Stored records:

____

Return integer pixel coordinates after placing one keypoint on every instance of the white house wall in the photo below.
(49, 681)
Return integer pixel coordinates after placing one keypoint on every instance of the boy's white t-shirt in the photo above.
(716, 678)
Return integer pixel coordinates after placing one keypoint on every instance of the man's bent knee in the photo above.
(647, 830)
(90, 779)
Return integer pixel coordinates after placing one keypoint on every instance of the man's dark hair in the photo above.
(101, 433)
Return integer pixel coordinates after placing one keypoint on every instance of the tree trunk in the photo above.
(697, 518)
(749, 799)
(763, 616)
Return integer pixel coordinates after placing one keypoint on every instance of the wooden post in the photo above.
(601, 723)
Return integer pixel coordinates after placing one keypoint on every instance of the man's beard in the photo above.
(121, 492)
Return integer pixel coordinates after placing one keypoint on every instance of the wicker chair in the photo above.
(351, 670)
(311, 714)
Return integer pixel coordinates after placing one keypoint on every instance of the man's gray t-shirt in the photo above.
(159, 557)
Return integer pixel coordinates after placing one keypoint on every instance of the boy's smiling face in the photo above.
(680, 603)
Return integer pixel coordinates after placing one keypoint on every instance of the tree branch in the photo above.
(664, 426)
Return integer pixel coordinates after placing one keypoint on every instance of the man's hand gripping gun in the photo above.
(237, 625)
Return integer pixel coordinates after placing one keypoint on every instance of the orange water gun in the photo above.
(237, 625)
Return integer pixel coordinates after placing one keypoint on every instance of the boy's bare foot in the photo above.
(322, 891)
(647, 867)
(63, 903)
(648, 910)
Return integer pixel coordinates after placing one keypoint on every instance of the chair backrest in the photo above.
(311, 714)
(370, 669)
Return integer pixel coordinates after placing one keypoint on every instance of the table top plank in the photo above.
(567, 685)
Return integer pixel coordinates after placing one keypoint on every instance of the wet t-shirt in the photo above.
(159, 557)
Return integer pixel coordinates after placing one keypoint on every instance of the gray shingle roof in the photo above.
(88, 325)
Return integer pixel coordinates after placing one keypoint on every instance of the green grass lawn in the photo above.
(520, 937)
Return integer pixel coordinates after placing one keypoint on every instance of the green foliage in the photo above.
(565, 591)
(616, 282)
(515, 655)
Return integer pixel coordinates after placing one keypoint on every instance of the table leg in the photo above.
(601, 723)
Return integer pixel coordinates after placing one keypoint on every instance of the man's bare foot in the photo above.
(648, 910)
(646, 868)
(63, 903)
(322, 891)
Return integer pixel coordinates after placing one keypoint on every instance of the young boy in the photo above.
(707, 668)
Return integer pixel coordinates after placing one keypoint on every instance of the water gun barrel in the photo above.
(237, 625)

____

■ Exercise objective ■
Reproduce every line of the data from the line containing "barrel in the photo above." through the end of the data, inclusive, shifting each coordinate by adding 41 to both of its numbers.

■ Written response ■
Return integer pixel coordinates after placing one keypoint on every instance of the water gun barrel in the photo above.
(278, 666)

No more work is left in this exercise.